#### [YOUR GOAL]
Reproduce the records below word for word, starting from their first line and ending with the line that contains "[98,270,386,427]", both ends included.

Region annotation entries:
────────────────

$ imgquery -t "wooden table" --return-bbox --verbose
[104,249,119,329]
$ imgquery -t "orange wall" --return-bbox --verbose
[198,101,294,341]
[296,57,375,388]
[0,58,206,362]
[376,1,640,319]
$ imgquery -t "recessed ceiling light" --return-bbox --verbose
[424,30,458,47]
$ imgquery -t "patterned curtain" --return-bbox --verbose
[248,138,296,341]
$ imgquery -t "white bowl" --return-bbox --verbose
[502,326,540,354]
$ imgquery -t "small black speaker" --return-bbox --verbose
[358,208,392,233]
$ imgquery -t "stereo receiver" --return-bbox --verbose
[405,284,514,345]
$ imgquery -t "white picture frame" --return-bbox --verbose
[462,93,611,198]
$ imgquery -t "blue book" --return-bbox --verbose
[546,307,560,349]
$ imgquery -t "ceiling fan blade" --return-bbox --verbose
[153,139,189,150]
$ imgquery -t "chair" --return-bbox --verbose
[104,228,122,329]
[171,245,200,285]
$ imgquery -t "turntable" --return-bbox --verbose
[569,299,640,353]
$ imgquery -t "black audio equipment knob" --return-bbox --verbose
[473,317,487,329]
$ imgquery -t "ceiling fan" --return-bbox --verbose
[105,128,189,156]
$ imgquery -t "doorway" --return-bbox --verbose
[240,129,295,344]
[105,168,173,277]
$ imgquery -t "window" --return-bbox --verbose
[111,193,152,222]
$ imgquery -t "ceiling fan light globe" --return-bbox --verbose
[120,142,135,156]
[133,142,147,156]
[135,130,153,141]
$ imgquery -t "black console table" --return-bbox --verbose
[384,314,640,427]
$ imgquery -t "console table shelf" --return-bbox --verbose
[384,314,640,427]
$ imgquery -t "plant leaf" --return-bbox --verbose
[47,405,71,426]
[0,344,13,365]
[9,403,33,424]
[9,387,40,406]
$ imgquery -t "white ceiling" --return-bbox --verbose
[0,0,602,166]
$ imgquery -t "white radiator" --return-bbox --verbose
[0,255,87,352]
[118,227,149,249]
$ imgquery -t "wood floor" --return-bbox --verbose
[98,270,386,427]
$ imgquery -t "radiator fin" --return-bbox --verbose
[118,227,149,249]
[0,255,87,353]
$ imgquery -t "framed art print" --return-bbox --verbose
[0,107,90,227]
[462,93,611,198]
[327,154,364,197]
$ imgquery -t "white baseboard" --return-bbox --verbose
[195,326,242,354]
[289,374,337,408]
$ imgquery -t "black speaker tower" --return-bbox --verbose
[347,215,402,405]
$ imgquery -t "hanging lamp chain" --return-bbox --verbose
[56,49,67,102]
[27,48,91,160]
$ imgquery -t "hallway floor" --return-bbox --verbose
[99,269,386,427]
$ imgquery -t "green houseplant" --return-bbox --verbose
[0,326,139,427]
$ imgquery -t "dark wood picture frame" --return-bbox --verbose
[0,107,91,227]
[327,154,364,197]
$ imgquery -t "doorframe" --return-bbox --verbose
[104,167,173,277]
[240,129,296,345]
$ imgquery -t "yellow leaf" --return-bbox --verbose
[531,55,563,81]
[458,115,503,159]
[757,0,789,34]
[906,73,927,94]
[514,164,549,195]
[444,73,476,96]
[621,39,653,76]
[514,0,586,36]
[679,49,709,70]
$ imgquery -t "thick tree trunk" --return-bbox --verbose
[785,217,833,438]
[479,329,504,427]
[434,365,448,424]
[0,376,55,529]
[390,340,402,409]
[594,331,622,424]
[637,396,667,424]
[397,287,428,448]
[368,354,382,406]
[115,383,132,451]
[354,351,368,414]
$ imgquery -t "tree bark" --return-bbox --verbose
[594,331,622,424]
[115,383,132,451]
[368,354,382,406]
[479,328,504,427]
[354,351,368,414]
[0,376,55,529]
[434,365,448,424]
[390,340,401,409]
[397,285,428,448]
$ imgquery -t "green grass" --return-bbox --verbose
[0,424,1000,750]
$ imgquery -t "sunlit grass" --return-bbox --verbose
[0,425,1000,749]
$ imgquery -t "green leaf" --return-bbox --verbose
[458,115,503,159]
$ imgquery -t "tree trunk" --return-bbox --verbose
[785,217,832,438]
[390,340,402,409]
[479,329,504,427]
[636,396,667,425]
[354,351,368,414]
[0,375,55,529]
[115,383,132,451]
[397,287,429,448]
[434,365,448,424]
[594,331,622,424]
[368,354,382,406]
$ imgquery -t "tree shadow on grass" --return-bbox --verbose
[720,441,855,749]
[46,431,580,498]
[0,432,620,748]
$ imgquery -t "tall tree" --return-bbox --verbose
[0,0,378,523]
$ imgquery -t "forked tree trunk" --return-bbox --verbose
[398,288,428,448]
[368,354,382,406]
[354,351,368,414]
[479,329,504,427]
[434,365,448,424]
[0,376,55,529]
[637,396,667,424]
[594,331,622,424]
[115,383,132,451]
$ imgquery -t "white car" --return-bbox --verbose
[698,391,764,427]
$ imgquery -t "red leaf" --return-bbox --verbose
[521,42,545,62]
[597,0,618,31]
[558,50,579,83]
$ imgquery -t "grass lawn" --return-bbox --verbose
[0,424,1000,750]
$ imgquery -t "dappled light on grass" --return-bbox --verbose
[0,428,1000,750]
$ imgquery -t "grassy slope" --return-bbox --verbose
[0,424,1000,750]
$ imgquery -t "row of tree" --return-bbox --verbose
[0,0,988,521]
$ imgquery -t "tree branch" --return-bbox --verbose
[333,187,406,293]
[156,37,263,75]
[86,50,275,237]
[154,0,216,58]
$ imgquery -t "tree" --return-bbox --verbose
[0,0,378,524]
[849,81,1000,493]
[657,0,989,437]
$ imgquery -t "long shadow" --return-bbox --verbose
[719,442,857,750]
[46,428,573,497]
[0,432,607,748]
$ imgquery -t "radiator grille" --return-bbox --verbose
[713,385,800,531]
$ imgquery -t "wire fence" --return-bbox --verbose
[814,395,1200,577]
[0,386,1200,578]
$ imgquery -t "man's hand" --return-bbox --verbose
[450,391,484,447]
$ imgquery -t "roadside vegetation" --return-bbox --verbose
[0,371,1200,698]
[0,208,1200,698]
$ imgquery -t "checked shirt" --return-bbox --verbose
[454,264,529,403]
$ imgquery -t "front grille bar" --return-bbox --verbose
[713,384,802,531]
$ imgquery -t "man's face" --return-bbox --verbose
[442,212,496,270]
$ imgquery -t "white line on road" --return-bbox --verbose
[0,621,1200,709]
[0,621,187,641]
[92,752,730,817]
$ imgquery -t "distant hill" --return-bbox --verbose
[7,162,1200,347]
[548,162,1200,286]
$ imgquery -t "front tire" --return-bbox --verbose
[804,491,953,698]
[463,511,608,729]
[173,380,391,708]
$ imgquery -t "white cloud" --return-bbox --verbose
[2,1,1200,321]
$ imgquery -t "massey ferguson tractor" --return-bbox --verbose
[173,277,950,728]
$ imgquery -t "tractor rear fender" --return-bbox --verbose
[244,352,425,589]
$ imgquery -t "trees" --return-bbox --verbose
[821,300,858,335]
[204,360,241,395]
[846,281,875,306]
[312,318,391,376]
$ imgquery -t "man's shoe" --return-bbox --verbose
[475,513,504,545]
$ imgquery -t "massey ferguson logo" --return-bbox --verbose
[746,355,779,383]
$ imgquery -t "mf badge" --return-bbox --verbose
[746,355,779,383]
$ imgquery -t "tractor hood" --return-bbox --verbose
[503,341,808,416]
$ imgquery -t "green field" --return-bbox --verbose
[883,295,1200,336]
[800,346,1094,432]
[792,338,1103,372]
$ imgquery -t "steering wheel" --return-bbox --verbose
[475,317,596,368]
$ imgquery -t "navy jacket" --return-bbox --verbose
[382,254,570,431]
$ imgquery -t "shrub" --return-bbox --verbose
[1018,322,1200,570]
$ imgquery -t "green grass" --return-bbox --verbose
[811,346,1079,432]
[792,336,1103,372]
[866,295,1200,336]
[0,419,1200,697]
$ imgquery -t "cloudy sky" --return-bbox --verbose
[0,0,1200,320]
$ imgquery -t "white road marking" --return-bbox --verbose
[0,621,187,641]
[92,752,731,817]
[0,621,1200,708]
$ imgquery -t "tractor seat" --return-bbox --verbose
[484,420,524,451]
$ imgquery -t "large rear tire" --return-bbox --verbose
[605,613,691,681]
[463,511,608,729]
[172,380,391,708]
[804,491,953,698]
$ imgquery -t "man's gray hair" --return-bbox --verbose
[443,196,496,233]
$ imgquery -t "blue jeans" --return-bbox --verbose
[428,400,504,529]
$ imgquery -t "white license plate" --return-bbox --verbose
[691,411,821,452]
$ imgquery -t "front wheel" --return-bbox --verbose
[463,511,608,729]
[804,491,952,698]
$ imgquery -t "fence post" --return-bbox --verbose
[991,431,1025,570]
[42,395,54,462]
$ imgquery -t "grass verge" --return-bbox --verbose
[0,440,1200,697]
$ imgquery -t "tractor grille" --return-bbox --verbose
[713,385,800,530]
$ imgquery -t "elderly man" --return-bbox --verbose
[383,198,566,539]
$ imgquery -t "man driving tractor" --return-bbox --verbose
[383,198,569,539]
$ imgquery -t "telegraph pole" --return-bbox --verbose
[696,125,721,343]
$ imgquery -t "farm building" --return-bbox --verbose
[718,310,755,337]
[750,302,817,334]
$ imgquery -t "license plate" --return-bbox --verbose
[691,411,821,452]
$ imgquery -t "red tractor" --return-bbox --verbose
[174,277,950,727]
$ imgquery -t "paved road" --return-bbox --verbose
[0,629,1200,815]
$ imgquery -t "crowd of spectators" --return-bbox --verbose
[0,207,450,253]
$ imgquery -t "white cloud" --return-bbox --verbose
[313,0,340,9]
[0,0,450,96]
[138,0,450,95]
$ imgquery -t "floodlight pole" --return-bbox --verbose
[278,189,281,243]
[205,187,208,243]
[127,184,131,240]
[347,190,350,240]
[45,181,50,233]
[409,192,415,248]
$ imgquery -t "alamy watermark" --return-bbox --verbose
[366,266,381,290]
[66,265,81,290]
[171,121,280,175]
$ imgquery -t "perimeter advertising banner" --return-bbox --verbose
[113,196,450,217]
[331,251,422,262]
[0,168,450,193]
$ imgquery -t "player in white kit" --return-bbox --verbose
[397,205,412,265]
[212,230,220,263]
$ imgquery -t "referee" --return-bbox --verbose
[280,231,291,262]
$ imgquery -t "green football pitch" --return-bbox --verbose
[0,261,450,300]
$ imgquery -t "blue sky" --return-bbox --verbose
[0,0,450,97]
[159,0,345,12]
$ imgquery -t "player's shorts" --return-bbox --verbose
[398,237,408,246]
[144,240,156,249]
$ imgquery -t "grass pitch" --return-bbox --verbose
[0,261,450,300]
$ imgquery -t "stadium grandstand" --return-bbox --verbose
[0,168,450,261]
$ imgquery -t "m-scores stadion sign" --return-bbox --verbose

────────────────

#### [COMPLETED EXERCISE]
$ imgquery -t "wooden table" --return-bbox --verbose
[104,249,119,329]
$ imgquery -t "orange wall" --return-bbox --verbose
[198,101,294,341]
[296,57,375,388]
[0,58,206,362]
[376,1,640,319]
$ imgquery -t "recessed ceiling light" --return-bbox --verbose
[424,30,458,47]
$ imgquery -t "patterned curtain" --return-bbox --verbose
[248,138,296,341]
$ imgquery -t "white bowl" --return-bbox --verbose
[502,326,540,354]
$ imgquery -t "small black speaker" --return-bbox --verbose
[358,208,392,233]
$ imgquery -t "stereo receiver" --return-bbox --verbose
[405,284,514,345]
$ imgquery -t "white picture frame" --return-bbox --verbose
[462,93,611,198]
$ imgquery -t "blue book" --return-bbox --verbose
[546,307,560,349]
$ imgquery -t "ceiling fan blade" --return-bbox --verbose
[153,139,189,150]
$ imgquery -t "chair" --return-bbox --verbose
[104,228,122,329]
[171,245,200,285]
$ imgquery -t "turntable" --return-bbox --verbose
[569,299,640,353]
$ imgquery -t "black audio equipment knob" --return-bbox --verbose
[473,317,487,329]
$ imgquery -t "ceiling fan" --return-bbox --verbose
[105,128,189,156]
$ imgquery -t "doorway" --return-bbox --verbose
[240,129,295,344]
[105,168,173,277]
$ imgquery -t "window" --return-bbox --verbose
[111,193,152,222]
$ imgquery -t "ceiling fan light globe" --return-bbox --verbose
[120,142,135,156]
[133,142,147,156]
[135,130,153,141]
$ imgquery -t "black console table" --return-bbox --verbose
[384,314,640,427]
$ imgquery -t "console table shelf" --return-bbox --verbose
[384,314,640,427]
$ imgquery -t "plant leaf" --return-bbox --verbose
[47,405,71,426]
[0,344,13,365]
[9,403,33,424]
[9,387,40,406]
$ imgquery -t "white ceiling" --return-bbox --verbose
[0,0,602,166]
$ imgquery -t "white radiator" --return-bbox --verbose
[0,255,87,352]
[118,227,149,249]
$ imgquery -t "wood floor" --return-bbox --verbose
[98,270,386,427]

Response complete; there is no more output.